What the exercise asks:
Type the entries out once more. Match them exactly.

Dataset entries:
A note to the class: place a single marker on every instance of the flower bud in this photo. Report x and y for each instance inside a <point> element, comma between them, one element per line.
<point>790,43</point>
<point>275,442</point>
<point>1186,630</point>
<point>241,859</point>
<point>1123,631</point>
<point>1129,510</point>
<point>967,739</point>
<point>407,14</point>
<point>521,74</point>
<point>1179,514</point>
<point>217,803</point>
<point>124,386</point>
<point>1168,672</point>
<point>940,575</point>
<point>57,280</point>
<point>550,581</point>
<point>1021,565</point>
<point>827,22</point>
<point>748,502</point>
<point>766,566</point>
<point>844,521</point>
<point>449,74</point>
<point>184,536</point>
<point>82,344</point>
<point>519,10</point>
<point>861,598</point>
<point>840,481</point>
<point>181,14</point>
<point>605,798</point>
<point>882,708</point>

Your solution:
A note to the class: place a single marker on every instance of the flower bud in this photo. Report x and y for each instance inside a <point> element, comma between them, one element per line.
<point>790,43</point>
<point>275,442</point>
<point>1186,630</point>
<point>241,859</point>
<point>1123,631</point>
<point>1129,510</point>
<point>967,739</point>
<point>407,14</point>
<point>521,74</point>
<point>1179,514</point>
<point>217,803</point>
<point>124,386</point>
<point>1168,672</point>
<point>940,575</point>
<point>57,280</point>
<point>550,581</point>
<point>1021,565</point>
<point>827,22</point>
<point>748,502</point>
<point>766,566</point>
<point>844,521</point>
<point>449,74</point>
<point>184,536</point>
<point>82,344</point>
<point>519,10</point>
<point>861,598</point>
<point>840,481</point>
<point>181,14</point>
<point>605,798</point>
<point>882,708</point>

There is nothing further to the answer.